## Selected passage
□ □ □
In using IFS in therapy, the ultimate goal is to heal the exiled parts. But usually first we need to work with the protector parts to make sure they feel that it’s safe enough to do this work, to let the work proceed. For example, there might be a part of a person that feels very afraid to let a therapist and the client work on an old trauma because the protector part believes that the trauma coming up would be too much for the client to handle and process. So we work with that protector part to reassure it and do whatever helps it feel safe enough to let the trauma work proceed. Once the protector parts feel OK about doing the deeper work to heal an exiled part we do that work, sometimes the IFS work does it and sometimes regular EMDR processing (of trauma) does the healing.
In using IFS for sex addiction therapy we also believe that the part of a person that carries out the sex addiction behavior is a fire fighter part and its doing its job of acting out sexually to put out whatever the emotional / psychological fire is. For example, if there’s an exiled part that was chronically criticized and shamed as a young boy, the firefighter parts job is to make sure that when this part gets activated say by someone criticizing the person in current time, the firefighter part will come in with the sex addiction behavior to dampen out the activation of the exiled young boy that is holding the pain, shame and wound of being criticized. So in the IFS part of the work, we work to heal the young boy part that is carrying those wounds of being shamed by criticism. When we get those wounds healed and released, we come back to the firefighter part to show it that this part is no longer wounded and it no longer needs to do its job. Sometimes we need to work with the firefighter part to help it find a new role. And I always work with the firefighter part to really listen to it, hear its concerns, let it know that I get it and what its been doing for the person, this is really important as it builds trust with the part. In IFS work we don’t fight or argue with any parts, we work with these parts to build trust and cooperation. When things go well, these firefighter parts are much more open to letting go of their role as they see the exiled part(s) are OK now and the extreme behavior is no longer needed. Sometimes I’ll go back and use the Feeling State Addiction Protocol to work with a firefighter part to help let go of the sexually addicted behavior, and to transform it into a healthy role.
□ □ □
## Source information
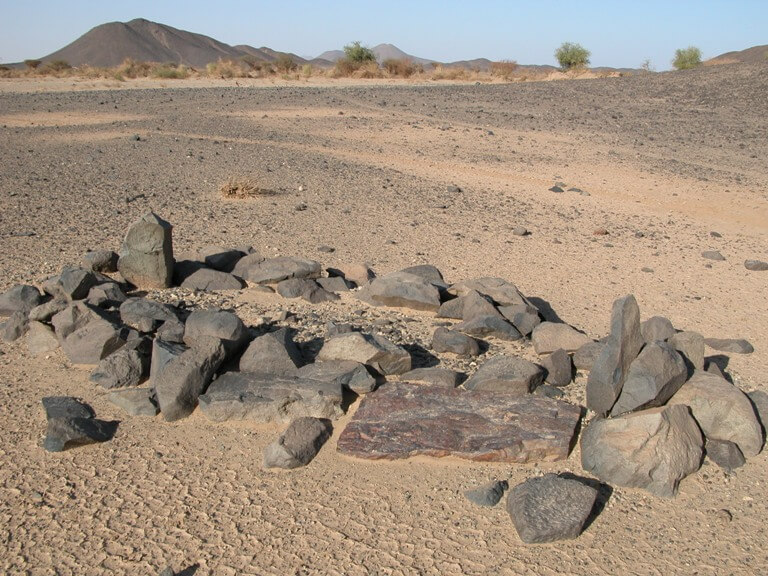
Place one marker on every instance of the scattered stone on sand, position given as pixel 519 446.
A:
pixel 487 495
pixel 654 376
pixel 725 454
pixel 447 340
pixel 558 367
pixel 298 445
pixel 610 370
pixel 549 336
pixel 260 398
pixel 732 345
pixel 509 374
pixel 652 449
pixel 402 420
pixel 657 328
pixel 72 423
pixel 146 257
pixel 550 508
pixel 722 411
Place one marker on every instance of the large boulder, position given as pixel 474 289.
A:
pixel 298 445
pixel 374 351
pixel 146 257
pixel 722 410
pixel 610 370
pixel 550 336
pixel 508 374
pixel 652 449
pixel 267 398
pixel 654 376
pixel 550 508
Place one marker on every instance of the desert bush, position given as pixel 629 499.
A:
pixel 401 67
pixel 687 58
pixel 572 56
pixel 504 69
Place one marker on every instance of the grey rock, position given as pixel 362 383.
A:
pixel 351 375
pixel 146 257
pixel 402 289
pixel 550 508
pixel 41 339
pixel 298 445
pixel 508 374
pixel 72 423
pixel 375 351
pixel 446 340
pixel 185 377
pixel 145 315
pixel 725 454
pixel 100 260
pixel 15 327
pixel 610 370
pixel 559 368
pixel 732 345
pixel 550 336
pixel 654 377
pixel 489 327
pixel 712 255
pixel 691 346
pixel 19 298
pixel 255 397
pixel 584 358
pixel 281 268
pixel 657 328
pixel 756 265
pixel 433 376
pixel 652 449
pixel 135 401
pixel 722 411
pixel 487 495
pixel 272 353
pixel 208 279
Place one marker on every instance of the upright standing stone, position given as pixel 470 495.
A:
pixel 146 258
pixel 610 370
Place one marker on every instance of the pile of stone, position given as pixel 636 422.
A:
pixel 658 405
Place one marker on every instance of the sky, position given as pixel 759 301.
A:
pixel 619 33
□ □ □
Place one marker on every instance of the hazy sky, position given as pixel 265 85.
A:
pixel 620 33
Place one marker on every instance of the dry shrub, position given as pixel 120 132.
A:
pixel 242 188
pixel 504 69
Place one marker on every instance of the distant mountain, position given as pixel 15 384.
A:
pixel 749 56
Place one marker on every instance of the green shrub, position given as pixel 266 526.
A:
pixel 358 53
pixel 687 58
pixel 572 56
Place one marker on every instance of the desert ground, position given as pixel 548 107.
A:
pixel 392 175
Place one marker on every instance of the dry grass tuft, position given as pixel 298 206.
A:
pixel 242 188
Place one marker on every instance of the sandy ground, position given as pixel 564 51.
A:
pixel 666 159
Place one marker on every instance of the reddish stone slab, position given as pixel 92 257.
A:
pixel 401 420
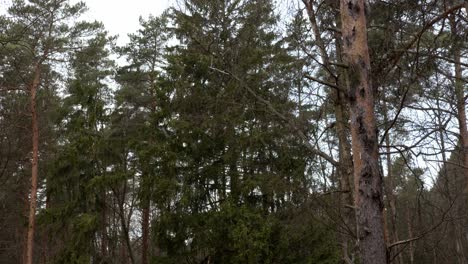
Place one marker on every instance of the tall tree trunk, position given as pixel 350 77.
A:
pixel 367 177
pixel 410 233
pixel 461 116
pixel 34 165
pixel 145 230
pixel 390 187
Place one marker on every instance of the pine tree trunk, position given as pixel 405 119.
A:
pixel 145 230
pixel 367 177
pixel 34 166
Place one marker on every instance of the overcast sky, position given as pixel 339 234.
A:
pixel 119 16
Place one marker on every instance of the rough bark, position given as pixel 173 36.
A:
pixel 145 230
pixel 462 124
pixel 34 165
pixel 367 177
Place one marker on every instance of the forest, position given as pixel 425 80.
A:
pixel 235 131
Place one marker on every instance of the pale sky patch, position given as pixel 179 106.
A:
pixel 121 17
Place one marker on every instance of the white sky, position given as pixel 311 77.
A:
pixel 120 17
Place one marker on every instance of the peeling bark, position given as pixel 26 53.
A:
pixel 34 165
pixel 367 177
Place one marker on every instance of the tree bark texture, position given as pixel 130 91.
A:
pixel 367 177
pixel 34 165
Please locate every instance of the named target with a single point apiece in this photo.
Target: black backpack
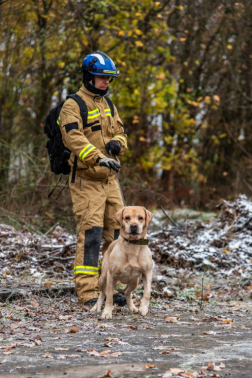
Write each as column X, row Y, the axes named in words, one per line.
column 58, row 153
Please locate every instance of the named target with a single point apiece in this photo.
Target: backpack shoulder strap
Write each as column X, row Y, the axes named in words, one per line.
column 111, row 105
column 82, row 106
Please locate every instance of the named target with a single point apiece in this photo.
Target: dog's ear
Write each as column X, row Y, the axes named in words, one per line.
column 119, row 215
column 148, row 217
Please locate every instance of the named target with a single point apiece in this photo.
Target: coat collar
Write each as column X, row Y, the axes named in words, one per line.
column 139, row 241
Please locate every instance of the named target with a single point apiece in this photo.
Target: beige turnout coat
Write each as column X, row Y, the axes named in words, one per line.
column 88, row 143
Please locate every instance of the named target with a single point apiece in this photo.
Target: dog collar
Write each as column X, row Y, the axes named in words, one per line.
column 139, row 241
□ □ □
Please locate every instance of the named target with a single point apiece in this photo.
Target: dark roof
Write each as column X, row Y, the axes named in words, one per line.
□ □ □
In the passage on IFS therapy, what is the ultimate goal of using IFS in therapy?

To heal the exiled parts.